*** Document text ***
Please enlighten us if possible.
Signature: Kathryn



Dear Kathryn,
You have had an encounter with a Whipscorpion in the Arachnid order Uropygi, and while we hesitate to say it is perfectly harmless, you really don’t have too much to fear as they are generally shy, nocturnal hunters.  Unlike true Scorpions with venomous stings, Whipscorpions lack venom, however, they do have a rather unique means of defense.  According to an online article we found on SpringerLink, several genera from North America and East Asia:  “are known to use acetic acid and caprylic acid as a defense mechanism.”  This weak acetic acid, a component in vinegar, has led to the common name of Vinegaroon in North America.  Whipscorpions also have powerful mandibles, and they might bite if carelessly handled.

Subject: Carlos
Location: Costa Rica
April 29, 2014 6:10 pm
Este insecto no lo había visto antes y lo encontré en un pueblo llamado Zarcero de Costa Rica.
*** End of Document text ***
*** Extracted records ***
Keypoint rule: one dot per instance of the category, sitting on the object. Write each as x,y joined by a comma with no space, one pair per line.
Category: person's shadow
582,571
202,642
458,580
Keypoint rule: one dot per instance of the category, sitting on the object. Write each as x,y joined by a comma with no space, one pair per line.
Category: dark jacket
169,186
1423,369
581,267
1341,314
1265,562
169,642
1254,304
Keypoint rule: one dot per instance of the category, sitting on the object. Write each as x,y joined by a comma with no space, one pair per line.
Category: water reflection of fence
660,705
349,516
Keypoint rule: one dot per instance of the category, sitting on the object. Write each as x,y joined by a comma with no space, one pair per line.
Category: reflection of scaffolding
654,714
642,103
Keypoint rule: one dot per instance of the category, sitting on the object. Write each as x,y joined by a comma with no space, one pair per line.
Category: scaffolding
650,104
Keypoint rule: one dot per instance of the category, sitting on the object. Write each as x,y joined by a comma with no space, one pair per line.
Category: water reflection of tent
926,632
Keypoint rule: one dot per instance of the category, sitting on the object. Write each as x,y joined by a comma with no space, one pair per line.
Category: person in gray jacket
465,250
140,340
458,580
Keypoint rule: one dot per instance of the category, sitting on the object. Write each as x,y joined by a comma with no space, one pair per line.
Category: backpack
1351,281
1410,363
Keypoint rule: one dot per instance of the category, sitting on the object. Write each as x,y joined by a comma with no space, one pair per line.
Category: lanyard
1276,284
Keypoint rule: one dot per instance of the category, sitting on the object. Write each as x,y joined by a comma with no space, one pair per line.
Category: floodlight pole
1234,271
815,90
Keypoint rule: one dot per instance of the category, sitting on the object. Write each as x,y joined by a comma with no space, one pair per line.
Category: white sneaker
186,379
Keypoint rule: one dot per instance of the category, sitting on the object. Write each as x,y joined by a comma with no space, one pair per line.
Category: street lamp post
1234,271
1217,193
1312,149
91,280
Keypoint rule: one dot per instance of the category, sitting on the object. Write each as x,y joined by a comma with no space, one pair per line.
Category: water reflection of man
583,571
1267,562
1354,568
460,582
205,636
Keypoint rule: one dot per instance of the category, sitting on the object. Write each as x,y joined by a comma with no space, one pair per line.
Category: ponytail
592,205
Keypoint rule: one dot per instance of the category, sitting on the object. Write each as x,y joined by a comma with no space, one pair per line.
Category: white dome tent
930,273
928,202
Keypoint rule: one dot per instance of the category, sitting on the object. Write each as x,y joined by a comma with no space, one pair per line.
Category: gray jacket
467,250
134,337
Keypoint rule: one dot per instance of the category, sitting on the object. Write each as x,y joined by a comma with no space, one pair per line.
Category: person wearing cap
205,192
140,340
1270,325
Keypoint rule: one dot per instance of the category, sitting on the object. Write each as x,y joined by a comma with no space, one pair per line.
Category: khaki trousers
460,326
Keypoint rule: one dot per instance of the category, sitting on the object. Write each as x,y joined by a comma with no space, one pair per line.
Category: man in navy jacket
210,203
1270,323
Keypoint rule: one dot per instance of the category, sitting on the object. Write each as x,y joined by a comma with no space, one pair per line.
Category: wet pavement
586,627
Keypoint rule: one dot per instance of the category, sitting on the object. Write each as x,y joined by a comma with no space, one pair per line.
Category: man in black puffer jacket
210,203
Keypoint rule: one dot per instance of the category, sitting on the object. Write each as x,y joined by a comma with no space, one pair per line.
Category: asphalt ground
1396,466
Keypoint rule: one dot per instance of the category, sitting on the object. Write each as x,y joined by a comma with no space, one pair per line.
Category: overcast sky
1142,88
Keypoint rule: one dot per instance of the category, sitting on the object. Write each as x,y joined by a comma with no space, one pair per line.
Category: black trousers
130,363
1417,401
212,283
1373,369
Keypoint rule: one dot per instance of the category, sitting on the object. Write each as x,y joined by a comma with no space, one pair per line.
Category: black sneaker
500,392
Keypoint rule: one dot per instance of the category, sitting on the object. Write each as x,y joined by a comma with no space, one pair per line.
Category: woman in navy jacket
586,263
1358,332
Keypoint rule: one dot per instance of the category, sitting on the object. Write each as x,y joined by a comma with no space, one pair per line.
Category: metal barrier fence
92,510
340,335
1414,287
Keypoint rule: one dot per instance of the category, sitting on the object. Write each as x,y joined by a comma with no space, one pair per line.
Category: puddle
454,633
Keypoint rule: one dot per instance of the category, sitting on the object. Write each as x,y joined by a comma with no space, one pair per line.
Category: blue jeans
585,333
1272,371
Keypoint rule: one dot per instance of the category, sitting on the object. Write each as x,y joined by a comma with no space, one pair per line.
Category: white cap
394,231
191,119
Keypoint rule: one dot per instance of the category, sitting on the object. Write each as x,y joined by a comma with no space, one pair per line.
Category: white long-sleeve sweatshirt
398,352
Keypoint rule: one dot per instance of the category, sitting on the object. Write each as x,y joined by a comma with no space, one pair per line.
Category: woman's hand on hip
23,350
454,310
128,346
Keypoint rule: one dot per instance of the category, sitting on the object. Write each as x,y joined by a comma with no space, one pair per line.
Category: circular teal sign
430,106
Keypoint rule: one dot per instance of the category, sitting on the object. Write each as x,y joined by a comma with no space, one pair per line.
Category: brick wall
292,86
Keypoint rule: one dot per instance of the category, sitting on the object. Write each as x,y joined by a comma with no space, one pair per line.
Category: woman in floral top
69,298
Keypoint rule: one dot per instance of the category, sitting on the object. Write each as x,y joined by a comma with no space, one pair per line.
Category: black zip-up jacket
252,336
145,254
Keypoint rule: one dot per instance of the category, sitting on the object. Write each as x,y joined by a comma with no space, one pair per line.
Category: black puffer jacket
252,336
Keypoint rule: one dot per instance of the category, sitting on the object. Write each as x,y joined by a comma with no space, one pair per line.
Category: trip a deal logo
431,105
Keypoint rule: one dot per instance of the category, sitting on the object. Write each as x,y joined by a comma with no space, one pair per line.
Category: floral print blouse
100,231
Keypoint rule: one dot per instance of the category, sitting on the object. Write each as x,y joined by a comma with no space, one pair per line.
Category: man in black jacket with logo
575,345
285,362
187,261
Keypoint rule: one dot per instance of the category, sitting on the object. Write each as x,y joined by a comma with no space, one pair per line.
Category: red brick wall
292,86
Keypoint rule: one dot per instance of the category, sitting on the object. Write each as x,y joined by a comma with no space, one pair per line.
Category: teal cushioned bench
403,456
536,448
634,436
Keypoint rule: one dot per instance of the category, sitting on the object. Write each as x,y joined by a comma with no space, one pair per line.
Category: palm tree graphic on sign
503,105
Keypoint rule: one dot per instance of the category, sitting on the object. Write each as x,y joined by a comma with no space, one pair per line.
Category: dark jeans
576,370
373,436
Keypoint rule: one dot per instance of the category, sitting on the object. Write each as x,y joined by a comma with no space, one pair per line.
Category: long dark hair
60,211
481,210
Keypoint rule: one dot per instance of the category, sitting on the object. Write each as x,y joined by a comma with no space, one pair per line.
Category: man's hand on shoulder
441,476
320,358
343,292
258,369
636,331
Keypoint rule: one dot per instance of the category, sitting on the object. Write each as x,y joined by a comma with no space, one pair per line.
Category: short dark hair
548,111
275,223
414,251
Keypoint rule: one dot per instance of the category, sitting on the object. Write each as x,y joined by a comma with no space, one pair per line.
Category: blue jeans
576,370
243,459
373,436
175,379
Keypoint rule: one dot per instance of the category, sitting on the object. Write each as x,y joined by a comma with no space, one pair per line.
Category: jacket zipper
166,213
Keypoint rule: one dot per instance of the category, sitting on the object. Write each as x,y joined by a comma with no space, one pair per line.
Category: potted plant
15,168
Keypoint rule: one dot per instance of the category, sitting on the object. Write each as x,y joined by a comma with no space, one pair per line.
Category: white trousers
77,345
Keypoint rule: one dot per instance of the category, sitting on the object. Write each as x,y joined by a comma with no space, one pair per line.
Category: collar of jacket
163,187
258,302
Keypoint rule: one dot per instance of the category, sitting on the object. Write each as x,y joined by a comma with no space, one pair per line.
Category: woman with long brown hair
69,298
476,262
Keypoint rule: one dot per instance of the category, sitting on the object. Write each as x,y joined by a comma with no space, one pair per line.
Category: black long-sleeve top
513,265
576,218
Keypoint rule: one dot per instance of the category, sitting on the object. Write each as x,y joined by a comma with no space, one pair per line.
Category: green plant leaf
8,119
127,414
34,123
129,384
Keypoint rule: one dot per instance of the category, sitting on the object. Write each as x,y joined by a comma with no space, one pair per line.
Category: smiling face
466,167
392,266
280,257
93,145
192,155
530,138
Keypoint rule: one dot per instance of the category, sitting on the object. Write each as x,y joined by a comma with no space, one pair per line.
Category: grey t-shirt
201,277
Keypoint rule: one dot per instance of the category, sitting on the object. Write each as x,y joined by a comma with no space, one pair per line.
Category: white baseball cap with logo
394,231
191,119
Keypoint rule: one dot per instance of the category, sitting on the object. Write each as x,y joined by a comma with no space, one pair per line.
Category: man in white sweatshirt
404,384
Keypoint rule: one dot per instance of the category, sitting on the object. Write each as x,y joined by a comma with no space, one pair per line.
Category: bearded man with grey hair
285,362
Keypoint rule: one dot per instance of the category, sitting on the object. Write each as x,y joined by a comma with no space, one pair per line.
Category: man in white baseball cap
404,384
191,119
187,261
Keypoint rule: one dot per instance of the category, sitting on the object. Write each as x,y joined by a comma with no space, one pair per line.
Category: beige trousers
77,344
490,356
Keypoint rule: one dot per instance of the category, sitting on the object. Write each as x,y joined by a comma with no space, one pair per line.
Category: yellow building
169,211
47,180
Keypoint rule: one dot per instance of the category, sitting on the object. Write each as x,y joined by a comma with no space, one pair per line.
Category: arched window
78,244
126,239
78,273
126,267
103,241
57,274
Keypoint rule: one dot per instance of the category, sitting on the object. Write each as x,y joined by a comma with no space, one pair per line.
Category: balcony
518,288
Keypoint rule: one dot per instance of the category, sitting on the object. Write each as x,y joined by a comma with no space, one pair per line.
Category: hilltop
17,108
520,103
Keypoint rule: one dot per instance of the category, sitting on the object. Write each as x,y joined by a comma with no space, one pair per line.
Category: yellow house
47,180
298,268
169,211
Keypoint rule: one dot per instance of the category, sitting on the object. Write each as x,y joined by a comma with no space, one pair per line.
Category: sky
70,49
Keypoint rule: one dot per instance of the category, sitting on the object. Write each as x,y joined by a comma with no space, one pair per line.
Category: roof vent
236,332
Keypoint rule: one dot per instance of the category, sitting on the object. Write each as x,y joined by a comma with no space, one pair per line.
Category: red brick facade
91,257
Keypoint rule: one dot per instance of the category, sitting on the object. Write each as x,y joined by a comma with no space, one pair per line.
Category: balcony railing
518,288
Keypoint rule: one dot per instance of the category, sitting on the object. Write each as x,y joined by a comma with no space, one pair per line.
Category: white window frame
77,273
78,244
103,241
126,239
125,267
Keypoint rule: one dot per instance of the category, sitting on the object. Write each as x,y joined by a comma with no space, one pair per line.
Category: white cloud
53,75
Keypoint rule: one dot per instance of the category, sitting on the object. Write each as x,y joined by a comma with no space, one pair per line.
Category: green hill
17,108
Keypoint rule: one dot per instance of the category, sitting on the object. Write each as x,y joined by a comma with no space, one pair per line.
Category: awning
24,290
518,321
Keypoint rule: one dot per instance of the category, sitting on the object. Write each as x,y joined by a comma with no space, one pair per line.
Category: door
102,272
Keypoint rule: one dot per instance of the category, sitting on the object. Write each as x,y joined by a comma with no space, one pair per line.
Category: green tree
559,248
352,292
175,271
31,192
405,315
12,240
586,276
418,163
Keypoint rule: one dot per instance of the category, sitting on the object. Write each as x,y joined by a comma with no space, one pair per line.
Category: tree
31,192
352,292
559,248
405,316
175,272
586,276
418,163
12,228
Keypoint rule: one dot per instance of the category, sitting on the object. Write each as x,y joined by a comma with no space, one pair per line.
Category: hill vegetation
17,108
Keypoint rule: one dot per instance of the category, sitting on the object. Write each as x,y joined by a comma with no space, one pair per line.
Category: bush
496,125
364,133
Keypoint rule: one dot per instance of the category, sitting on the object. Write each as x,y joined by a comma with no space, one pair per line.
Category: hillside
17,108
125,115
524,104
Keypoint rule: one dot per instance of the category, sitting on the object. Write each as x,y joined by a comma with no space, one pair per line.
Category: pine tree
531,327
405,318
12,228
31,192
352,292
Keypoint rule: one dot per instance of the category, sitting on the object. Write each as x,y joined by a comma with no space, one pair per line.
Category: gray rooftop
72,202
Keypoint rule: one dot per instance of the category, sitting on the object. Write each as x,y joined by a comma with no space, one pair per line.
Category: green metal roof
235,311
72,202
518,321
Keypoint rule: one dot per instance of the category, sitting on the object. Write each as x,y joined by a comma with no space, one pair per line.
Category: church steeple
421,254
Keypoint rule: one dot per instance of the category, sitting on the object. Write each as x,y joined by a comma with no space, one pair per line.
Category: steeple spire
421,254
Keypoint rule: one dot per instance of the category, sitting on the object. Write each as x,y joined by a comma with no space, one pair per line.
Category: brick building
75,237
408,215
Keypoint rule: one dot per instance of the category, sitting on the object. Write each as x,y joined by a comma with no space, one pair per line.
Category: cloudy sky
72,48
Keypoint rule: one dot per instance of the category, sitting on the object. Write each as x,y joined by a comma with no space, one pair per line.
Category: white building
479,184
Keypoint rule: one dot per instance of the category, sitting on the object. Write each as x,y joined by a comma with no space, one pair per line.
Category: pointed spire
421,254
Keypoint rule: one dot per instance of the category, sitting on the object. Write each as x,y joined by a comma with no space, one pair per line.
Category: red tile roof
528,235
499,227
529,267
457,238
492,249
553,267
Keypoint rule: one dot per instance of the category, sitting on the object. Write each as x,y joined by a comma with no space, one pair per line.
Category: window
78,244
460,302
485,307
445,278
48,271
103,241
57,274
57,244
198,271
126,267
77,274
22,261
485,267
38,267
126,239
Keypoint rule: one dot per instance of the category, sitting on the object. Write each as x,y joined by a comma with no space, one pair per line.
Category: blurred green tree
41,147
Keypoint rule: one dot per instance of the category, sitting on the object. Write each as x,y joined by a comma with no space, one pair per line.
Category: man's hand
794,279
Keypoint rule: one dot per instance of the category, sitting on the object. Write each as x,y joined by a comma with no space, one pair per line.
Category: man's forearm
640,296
*** End of Extracted records ***
Requirement 1:
In the bug identification page, what common name do Whipscorpions have in North America?
Requirement 2:
Continue the bug identification page from its final line.

Exercise answer 1:
Vinegaroon

Exercise answer 2:
Signature: CarlosAS



Hola CarlosAS,
Este insecto es una CHICHARRA.  The Cicadas are very vocal insects, and they are considered among the loudest insects in the world.  According to the Book of Insect Records:  “The African cicada,
Brevisana brevis (Homoptera: Cicadidae) produces a calling song with a mean sound pressure level of 106.7 decibels at a distance of 50cm. Two species of North American cicadas, Tibicen walkeri Metcalf and T. resh (Haldman), produce an alarm call with a mean sound pressure level of 105.9 dB(50cm). Brevisana brevis is likely the loudest insect species on record. Cicada songs are species-specific and play a vital role in communication, reproduction, and possibly defense.”  We will attempt to identify your species of Cicada.

Subject: tiny bugs on outside walls of house
Location: Phoenix AZ
April 28, 2014 3:22 pm
we just noticed these buggers on our outside walls. they don’t appear to fly; when i touch the wall near one, it falls,. the photo is of a bougainvillea petal floating in our pool, with what (i think?) appears to be a queen! either that, or something wanting to eat them all. please help, so we know what to do, if you can. they are getting inside one window which doesn’t seal properly and a parakeet lives near that window! thank you!!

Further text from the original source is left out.